**Written request:** The forum thread on current sensor calibration says a full 3.5A can't be measured with the fixed .225Ohm shunt resistor. Explain why, in one to three sentences.

**Supplied passage:**
_ _ _ _ _

I used a DC Electronic Load mechine to change sensor current from 100mA to 3.0A and fixed R=0.225, voltage=3.3V and MFR CALIBRATION register value = 0x3FF.

1) Does the current sensor have a rang when MFR CALIBRATION = 0x3FF (from 1.5A~3A)?
If I changed load's current to 100mA, 200mA, 300mA, 400mA, 500mA, 1A, 2A, 3A.
The MFR CALIBRATION need to set different value for different current.
- if the MFR_CALIBRATION = 0x3FF , the current rang are from 1000mA~3500mA.
- if the MFR_CALIBRATION = 0x3FFF , the current rang are from 100mA~500mA.

2) MCU used READ_IN  command when MFR CALIBRATION = 0x3FFF, R=0.225, voltage=3.3V , the current LSB cannot be fixed.

For example, DC Electronic Load set current are 400mA and 500mA. The current  LSB does not the same.

3) For my application, i want to set sensor current from 100mA to 3000mA.

Do I need to adjust different MFR_CALIBRATION value for different current , right?
Can MFR_CALIBRATION value fixed when i used READ_IN command(89h) for sensor current from 100mA to 3000mA.?

  • 0
    TI__Genius 14825 points

    SMART,

    I saw your question yesterday on this topic yesterday as well, I've been setting it up in the lab to verify some things.  I'm not sure I understand something though - why do you need to change the calibration for each range?  Can you set the calibration to accommodate 3.5A and then measure all the currents from 0-3.5A with the device?  Setting your cal register to accommodate 3.5A would give you the ability to measure -3.5A to 3.5A.

    I want to verify this in the lab, but I think if you chose 0x00B6h for the cal register, you would have a -4.096A to 4.095875A swing to measure all your currents, with a current LSB of 125uA/bit.  Again, I want to confirm that in the lab to make sure I'm not missing something, but would this work for you?

  • 0 in reply to Jason Bridgmon
    TI__Genius 14825 points

    SMART,

    I set up in the lab and I realized I overlooked something in my previous post.  The shunt voltage input range is only about -81.92mV to 81.92mV.  That means that with your fixed .225Ohm shunt resistor, the largest current you could measure would be 81.92mV/225mOhm = 364.1mA.  To measure a full 3.5A, you would need at least a 10x smaller resistor.  For instance, 81.92mV/22mOhm = 3.724A.

    So, let's work through an example.

_ _ _ _ _

(Annotated coordinate records)
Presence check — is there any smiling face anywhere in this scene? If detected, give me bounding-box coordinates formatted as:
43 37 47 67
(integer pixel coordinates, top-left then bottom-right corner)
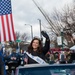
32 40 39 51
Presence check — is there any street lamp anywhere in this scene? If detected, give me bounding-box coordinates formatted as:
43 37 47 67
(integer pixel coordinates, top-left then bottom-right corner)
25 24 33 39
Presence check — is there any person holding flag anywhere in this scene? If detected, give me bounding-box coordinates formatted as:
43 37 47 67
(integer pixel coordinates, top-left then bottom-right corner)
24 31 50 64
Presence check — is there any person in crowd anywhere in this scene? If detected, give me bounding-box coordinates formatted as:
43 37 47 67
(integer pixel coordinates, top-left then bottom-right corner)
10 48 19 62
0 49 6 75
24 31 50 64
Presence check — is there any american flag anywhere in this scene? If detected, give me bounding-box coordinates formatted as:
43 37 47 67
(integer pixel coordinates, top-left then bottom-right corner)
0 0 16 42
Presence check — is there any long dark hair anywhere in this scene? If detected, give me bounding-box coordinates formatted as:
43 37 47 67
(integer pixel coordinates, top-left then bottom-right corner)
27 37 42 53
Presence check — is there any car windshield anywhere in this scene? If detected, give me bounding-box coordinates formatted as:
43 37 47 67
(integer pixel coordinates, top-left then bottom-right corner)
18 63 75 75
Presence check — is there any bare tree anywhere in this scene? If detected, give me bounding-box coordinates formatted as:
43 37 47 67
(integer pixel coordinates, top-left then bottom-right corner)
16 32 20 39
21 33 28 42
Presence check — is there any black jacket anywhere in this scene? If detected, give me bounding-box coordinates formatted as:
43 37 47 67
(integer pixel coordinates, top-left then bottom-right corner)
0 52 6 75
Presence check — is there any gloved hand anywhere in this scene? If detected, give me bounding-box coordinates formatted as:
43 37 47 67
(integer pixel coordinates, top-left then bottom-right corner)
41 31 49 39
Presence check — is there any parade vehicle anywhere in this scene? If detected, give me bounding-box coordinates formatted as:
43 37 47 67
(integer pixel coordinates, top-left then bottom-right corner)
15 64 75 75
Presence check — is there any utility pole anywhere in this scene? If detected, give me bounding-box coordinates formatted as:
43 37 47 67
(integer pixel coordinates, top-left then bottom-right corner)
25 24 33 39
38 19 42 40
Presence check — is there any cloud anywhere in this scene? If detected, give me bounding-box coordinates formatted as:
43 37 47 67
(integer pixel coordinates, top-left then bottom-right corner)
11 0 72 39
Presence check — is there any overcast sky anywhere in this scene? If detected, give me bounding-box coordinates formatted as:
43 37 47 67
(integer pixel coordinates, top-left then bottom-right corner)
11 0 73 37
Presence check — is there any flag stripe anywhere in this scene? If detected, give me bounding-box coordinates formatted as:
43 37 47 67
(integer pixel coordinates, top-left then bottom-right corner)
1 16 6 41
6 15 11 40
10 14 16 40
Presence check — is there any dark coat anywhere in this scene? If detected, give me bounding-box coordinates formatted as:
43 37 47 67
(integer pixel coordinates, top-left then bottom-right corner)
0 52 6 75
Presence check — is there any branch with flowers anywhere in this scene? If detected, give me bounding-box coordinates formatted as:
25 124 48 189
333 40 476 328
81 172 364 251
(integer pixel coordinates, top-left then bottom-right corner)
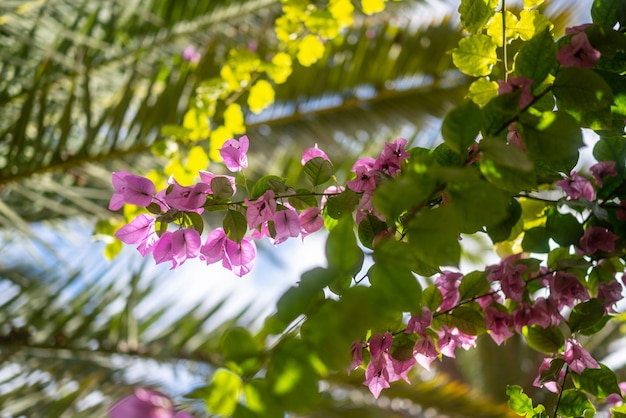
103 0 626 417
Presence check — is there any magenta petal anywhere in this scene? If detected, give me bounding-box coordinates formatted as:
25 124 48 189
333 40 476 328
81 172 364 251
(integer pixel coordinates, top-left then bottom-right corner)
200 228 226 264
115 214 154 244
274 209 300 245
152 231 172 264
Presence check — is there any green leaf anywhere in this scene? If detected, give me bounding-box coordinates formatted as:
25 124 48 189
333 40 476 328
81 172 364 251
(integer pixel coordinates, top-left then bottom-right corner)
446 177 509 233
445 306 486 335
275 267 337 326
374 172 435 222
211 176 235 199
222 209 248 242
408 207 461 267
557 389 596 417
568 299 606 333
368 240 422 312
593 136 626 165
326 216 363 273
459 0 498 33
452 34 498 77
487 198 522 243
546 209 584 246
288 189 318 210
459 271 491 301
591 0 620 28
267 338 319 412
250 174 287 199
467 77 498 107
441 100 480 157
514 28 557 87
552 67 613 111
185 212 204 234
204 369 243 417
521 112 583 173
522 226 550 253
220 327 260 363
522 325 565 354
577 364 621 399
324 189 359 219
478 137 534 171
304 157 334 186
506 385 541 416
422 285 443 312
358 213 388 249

_ _ _ _ _

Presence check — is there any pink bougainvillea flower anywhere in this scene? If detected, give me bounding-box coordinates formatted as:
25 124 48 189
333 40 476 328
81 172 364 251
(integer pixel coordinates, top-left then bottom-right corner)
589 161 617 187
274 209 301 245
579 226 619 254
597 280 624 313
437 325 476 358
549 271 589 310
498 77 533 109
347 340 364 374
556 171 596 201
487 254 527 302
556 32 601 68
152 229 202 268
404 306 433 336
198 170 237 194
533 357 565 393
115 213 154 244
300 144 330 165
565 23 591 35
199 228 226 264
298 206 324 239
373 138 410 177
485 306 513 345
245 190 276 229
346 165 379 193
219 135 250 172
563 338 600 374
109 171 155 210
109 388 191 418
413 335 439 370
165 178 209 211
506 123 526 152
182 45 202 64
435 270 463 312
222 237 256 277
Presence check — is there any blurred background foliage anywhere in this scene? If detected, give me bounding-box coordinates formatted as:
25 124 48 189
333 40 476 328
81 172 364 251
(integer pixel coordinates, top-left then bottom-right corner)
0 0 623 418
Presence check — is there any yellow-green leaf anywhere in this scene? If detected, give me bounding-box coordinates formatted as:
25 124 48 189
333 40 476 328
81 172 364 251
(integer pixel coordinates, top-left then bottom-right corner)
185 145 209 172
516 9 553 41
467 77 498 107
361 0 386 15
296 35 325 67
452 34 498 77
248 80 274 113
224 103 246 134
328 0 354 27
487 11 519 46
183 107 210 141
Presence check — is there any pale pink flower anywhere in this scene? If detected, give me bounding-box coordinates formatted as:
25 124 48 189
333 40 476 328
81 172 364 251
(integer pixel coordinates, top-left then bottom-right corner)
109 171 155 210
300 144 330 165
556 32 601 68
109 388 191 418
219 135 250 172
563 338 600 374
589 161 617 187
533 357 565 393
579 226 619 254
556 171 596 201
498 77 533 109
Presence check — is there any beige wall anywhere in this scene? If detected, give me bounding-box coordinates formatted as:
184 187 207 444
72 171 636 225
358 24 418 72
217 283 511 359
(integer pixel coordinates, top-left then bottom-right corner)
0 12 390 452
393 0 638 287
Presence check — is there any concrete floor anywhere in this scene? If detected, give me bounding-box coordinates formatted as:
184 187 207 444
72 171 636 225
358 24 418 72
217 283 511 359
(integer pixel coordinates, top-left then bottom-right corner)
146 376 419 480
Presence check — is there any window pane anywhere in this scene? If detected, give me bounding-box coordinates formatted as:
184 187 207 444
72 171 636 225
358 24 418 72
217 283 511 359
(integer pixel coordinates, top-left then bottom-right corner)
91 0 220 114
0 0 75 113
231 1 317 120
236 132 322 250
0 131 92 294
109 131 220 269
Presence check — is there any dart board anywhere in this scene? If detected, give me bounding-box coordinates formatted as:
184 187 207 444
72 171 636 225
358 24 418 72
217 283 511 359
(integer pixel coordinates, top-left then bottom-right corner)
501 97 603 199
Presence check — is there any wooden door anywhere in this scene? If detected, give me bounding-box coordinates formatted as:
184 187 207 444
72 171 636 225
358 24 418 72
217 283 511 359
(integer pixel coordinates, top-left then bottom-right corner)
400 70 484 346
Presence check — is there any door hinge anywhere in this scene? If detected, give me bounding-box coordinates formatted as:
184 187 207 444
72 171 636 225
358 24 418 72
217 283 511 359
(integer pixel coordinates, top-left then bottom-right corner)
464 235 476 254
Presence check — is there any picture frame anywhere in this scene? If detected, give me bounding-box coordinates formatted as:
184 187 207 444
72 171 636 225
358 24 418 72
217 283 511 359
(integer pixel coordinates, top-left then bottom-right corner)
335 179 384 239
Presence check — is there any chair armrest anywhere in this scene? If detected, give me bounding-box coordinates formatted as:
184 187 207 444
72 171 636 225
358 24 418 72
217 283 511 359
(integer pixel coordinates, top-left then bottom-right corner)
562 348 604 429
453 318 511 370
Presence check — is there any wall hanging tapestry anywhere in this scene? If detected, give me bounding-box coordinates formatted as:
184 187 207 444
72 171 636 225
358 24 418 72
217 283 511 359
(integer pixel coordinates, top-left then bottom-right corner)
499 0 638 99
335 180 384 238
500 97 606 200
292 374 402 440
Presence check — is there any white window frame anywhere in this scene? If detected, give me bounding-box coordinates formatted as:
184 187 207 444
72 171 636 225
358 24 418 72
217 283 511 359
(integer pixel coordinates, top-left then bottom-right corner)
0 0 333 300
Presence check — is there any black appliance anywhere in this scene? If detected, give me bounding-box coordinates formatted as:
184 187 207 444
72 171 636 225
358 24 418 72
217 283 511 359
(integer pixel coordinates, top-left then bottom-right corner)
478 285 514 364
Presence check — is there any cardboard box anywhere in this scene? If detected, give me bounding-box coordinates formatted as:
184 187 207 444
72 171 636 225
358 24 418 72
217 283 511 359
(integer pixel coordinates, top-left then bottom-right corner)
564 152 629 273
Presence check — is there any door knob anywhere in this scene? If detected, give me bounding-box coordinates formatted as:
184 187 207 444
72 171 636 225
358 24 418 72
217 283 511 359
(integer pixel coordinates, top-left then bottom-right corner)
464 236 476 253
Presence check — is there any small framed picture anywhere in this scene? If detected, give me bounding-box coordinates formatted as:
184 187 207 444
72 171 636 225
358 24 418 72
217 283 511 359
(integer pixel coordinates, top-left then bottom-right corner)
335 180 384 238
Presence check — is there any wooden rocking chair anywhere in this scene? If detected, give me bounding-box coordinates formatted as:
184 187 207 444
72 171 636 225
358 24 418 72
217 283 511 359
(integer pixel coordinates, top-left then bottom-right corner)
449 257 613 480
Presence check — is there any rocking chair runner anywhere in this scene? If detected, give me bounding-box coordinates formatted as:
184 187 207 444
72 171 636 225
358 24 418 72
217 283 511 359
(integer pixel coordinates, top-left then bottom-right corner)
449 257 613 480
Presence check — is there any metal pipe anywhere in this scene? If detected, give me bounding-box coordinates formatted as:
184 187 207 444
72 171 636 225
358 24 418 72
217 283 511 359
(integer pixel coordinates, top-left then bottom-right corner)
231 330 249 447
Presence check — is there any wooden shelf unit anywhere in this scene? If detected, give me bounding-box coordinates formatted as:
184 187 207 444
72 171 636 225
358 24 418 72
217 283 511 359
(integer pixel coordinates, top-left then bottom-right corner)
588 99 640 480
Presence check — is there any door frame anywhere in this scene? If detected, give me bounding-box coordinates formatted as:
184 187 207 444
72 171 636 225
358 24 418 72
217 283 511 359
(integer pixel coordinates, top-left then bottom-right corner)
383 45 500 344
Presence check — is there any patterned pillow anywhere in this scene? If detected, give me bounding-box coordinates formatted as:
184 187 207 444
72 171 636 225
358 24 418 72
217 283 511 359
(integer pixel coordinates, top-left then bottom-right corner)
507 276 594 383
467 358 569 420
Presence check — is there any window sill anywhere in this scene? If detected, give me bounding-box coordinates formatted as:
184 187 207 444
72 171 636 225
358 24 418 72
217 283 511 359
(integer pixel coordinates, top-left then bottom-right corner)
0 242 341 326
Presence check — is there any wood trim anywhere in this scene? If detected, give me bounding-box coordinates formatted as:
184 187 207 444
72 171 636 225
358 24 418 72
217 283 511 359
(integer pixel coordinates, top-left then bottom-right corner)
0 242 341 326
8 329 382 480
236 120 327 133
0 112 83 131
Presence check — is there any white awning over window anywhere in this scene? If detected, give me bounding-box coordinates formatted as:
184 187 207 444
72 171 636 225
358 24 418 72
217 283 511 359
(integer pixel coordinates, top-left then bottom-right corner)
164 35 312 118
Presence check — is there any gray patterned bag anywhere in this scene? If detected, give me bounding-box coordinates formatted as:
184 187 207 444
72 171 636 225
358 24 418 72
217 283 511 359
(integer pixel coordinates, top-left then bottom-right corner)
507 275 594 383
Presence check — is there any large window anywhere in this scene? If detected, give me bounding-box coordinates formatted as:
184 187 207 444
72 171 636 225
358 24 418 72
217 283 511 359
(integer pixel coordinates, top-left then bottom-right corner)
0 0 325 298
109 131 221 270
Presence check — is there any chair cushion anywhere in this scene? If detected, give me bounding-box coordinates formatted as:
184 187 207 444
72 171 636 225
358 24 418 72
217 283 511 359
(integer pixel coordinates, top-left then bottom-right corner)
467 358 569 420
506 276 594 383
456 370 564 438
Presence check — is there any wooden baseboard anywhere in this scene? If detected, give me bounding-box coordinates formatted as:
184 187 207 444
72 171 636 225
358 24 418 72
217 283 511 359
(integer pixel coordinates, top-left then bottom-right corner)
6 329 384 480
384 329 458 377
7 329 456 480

_ _ _ _ _

**Answer:** The shunt voltage input range is only about -81.92mV to 81.92mV, so with a .225Ohm shunt the largest measurable current is 81.92mV/225mOhm = 364.1mA. Measuring a full 3.5A would take a resistor at least 10x smaller, such as 22mOhm, which allows up to 3.724A.